Document:
* start *

Recession silver lining for some

Anthony Hilton
14 Nov 2008


In a week when one of our largest charities, the Wellcome Foundation, has invited bids for its £3.8 billion (£2.6 billion) private-equity portfolio, when the American giant KKR - the original barbarian at the gate - sold a large chunk of its own portfolio at a discount and both Carlyle in the US and Permira, one of the biggest British houses, sent a message to potential investors offering help should they struggle to meet their funding commitments, it becomes pretty obvious the stresses of the credit crunch are biting in this sector too.

It is an arcane area, but in the good times providers of capital to buyout groups got into the habit of overcommitting - offering 150% of what they had available in the hope that when the time came they would have the money. They are now seriously embarrassed.

In many ways that is to be expected. So much of private equity's success was rooted in debt being cheaper than equity, because this allowed them to buy stock market-listed companies on the cheap and gear them to the hilt. So much too depended on having easy exits - either selling the investments back to the stock market, or more often selling them to another private-equity house willing and able to stuff in even more debt. With credit no longer available, they can no longer do big deals.

With the stock market in the doldrums and only hard-nosed trade buyers around, they find it difficult to sell their existing investments. So all that can be brought to bear is the ability to deliver operational improvement to the businesses they own. That was always thinner on the ground than they liked to pretend, and it will be harder still to deliver in an ailing economy.

But the discomfort of the large houses is not typical of the whole sector. Electra reported yesterday and looks in remarkably good health. But there are reasons for this, the principle one being that it saw the crash coming - or at least that the good times would have to come to an end - and positioned itself accordingly. It sold a lot of assets near the top of the market, bought resilient defensive stocks at home and abroad and purchased the mezzanine debt.

But more important than all of these, it accumulated its own private cash mountain so it will be able to take full advantage of the opportunities that it believes will shortly be around in abundance. It and others that have proved equally nimble and farsighted - Ian Armitage's HG Capital springs to mind as another which has been piling up the cash, as does Jon Moulton at Alchemy - all in their different ways see the coming recession as the dawn of a golden age for their business.

There will be good business available at good prices from distressed sellers. There will be opportunities to take direct equity stakes, which they will have to themselves because they have the cash and the stock market is effectively closed. Above all it will be cheap. Contrast, too, their good positioning with that of 3i, which was still chasing estate agencies as possible acquisitions long after the peak of the market and is now paying the price.

* end *

Data lines:
* start *

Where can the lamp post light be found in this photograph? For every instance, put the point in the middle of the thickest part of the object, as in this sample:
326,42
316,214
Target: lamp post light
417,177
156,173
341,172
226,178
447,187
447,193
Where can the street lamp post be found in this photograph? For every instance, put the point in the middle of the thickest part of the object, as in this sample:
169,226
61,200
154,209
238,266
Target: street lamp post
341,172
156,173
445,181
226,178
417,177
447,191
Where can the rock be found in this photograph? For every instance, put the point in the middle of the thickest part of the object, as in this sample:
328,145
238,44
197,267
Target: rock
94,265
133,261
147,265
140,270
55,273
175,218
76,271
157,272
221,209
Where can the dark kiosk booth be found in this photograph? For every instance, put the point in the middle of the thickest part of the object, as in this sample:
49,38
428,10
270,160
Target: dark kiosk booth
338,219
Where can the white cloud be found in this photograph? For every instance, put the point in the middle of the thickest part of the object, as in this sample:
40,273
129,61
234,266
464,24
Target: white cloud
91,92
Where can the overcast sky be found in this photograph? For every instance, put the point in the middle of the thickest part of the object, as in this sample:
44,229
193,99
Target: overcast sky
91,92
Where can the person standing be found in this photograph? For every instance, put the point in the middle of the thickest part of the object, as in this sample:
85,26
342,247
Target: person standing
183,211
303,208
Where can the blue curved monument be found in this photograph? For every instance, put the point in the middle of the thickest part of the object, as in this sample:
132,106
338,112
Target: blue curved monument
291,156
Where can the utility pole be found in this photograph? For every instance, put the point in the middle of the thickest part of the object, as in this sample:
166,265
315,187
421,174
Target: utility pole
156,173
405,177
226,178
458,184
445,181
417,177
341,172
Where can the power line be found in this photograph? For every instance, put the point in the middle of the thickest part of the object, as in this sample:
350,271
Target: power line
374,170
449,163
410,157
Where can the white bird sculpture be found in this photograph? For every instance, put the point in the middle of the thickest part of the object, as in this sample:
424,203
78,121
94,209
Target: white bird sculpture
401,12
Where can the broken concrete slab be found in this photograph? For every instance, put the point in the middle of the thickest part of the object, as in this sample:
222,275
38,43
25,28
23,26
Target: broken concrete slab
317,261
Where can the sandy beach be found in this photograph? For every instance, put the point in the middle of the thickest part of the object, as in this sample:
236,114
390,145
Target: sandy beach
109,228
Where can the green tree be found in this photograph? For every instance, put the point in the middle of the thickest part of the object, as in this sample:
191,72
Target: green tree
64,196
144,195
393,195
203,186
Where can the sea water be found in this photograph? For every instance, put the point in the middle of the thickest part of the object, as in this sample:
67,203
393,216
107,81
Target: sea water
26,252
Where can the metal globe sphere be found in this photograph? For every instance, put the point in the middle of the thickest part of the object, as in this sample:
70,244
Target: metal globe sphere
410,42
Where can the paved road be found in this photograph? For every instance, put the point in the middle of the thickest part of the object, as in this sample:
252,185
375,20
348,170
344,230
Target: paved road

* end *

Instruction:
Continue the article on private equity in the recession, starting after its final sentence. The records were taken from a different source than the article on private equity and the recession.

Response:
There are other opportunities. Much of the debt used to fund buyouts in recent years now sells in the second-hand market at between 50p and 80p in the pound - and some a lot less than that. Enter Tom Attwood at ICG, and several others who are beginning to buy the debt cheap in some of these highly leveraged companies and will then probably use their holding as a platform to restructure the corporate balance sheets - most probably by stripping out the gearing via debt-for-equity swaps.

The idea is that this will leave them with a comfortable share stake in a business which will have a much lighter debt load going forward, so it will probably prosper.

...and Moody's brings hope, too

The good news is that the vast majority of the good-quality, non-financial, non-utility corporate bond issuers in Europe, the Middle East and Africa (Emea) will ride out the storm in the credit markets with some discomfort but not too much difficulty. The bad news is that the analysis on which this conclusion is based comes from the ratings agency Moody's.

Cheap jibes apart, this examination of the liquidity challenge facing Emea's top companies is an interesting and reassuring piece of work. It is geared to the top end, partly because it tends only toward the bigger companies which have done the bond issues that have put them on the Moody's radar, partly because the firm looked hard only at the top 375 rated B2 and above.

That gave it a universe of 210 investment-grade and 160 speculative-grade companies. But its key finding was that even if the banks refuse to renew any of the facilities scheduled to fall due in the next 12 months, 80% of the firms in the survey would sail through, covering their needs from cash flow, and without recourse to selling assets.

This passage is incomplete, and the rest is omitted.